= Задание 1 =
Где, согласно отрывку, Томасу Мору показали текст клятвы?
= Задание 2 =
Перепишите фрагмент отрывка, начиная со слов «Необходимо было сделать» и заканчивая словами «а не теологии.», заменив «лояльности» на «верности».

*** Отрывок

Томас Мор предстал перед Кранмером и Кромвелем в Ламбетском дворце, где ему показали текст клятвы; однако и он отказался его подписать. Он бы с радостью поклялся, что дети Анны Болейн смогут вступить на престол, но не осмелился заявить под присягой, что все предыдущие парламентские акты были законными. Он не мог отказаться от признания авторитета папы римского «без риска подвергнуть душу свою вечному проклятию». Его, как и других, отправили в Тауэр, где он и оставался до смертной казни. Еще один знаменательный отказ поступил от первой дочери короля, Марии, которую невозможно было убедить отречься от матери. Услышав эту новость, Анна Болейн заявила, что «незаконнорожденная» заслуживает «хорошей взбучки». Мария фактически стала узницей в собственной комнате, а одну из ее служанок заточили в тюрьму. Вскоре она в очередной раз слегла с хворью, и придворный врач после визита к больной заявил, что болезнь в определенной мере была вызвана «печалью и тревогой».
Необходимо было сделать последние шаги в долгом процессе разрыва отношений с папой. Последний акт парламента, собравшегося на вторую сессию в ноябре, был призван свести воедино и подытожить всю проделанную прежде работу. В клятву к Акту о престолонаследии внесли изменения, с учетом реакции Мора и других лиц, а также приняли новый Акт об изменах, запрещавший под страхом смертной казни злоумышленные высказывания против короля и королевской семьи. Изменой, к примеру, считалось назвать короля еретиком, схизматиком или тираном. Теперь это был вопрос лояльности, а не теологии.
Был принят Акт о супрематии, облекавший все приобретенные королем властные полномочия в законную и непротиворечивую форму и гласивший, что «король, наш верховный повелитель, а также его наследники и преемники должны восприниматься, приниматься и признаваться единственным верховным главой на земле и главой английской церкви, именуемой Anglicana Ecclesia». Он мог исправить все ошибки и искоренить ересь; его духовный авторитет не подлежал оспариванию. Ему не хватало лишь potestas ordinis; не будучи священнослужителем, он не имел права проводить священные таинства или читать проповеди. Он являлся кафолическим главой одной из католических церквей. Таким образом, по словам Джона Фокса, папу «запретили, сокрушили и изгнали из этой страны». Действия короля фактически основывались на английских философских принципах и обычаях, впервые оформившихся в XII веке. Противостояние Вильгельма II Рыжего и Ансельма Кентерберийского напоминало соперничество Генриха и архиепископа Уорхэма. Один из слуг отца короля, Эдмунд Дадли, еще за двадцать лет до этого заявлял, что «источник любви к Богу, который есть познание Его своими делами добрыми, в королевстве нашем должен проистекать в первую очередь от короля, нашего верховного повелителя». Подобное преклонение перед короной являлось одним из неизменных аспектов английской истории.

******
*** Исходные данные

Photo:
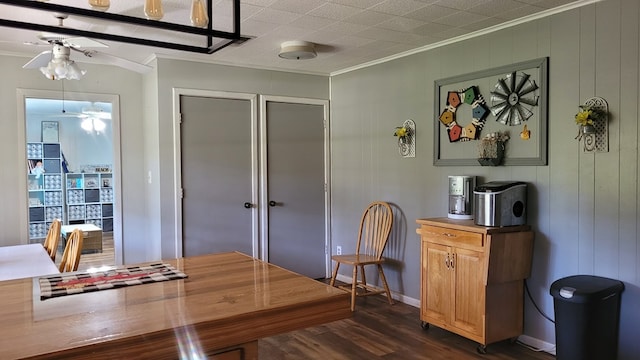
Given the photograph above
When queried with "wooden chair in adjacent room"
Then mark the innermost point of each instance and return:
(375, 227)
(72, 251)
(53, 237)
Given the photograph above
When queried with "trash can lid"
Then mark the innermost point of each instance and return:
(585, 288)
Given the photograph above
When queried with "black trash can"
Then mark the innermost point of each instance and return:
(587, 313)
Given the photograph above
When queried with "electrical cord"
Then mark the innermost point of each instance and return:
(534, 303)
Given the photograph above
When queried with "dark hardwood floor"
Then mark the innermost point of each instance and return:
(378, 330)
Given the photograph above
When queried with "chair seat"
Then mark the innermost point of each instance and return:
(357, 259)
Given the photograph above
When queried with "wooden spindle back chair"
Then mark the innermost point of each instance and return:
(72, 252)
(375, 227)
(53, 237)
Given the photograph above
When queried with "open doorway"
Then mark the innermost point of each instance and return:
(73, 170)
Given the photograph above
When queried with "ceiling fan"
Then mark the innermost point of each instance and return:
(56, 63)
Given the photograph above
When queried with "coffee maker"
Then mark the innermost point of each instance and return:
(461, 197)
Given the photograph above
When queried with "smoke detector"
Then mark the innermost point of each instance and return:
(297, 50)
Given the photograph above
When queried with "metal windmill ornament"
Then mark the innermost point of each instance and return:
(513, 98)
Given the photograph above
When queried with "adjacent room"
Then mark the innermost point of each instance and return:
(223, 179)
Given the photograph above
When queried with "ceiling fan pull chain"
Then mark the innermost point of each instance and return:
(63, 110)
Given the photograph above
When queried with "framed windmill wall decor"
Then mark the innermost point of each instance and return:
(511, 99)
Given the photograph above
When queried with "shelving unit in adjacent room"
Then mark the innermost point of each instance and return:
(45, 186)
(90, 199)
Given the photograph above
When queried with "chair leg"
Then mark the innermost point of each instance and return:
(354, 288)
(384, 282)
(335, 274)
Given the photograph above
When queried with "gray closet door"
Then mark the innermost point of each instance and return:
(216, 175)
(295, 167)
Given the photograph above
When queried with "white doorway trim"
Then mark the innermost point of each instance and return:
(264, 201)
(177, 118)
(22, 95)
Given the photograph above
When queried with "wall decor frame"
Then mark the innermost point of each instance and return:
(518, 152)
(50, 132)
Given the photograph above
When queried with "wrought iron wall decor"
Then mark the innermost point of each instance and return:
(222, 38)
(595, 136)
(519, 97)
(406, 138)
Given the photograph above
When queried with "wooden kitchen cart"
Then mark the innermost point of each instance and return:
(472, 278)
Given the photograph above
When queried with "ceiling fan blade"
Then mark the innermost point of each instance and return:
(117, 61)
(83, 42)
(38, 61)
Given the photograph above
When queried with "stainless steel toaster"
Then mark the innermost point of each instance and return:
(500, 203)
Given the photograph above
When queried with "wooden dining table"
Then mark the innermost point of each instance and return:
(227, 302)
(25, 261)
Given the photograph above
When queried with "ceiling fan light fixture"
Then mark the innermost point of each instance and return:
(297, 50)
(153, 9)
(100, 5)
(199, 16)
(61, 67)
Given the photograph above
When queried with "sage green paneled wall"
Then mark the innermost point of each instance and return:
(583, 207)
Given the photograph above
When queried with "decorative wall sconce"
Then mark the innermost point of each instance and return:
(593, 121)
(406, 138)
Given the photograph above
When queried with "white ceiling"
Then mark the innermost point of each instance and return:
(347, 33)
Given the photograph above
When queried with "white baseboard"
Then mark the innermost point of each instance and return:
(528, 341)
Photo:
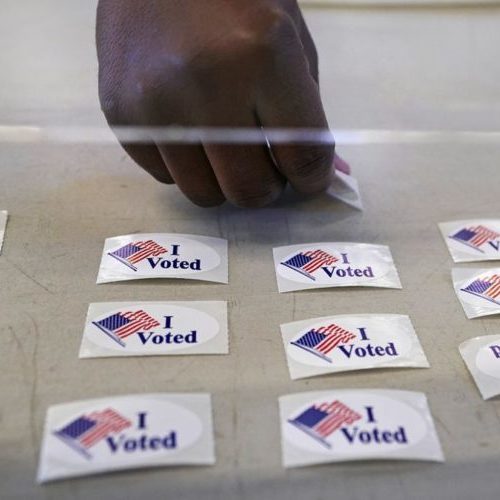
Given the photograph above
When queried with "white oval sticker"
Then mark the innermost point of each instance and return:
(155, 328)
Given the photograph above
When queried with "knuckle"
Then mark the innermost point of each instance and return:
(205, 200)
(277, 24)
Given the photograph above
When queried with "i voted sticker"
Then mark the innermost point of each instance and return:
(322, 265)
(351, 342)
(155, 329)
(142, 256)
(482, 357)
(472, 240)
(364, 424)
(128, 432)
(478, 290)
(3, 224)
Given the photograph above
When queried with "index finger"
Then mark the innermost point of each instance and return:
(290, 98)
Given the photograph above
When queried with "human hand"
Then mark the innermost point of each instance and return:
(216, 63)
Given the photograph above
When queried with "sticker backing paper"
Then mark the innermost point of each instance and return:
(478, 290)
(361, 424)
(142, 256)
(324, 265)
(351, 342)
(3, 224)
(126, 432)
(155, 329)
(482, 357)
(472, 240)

******

= Ответ 1 =
В Ламбетском дворце.

= Ответ 2 =
Необходимо было сделать последние шаги в долгом процессе разрыва отношений с папой. Последний акт парламента, собравшегося на вторую сессию в ноябре, был призван свести воедино и подытожить всю проделанную прежде работу. В клятву к Акту о престолонаследии внесли изменения, с учетом реакции Мора и других лиц, а также приняли новый Акт об изменах, запрещавший под страхом смертной казни злоумышленные высказывания против короля и королевской семьи. Изменой, к примеру, считалось назвать короля еретиком, схизматиком или тираном. Теперь это был вопрос верности, а не теологии.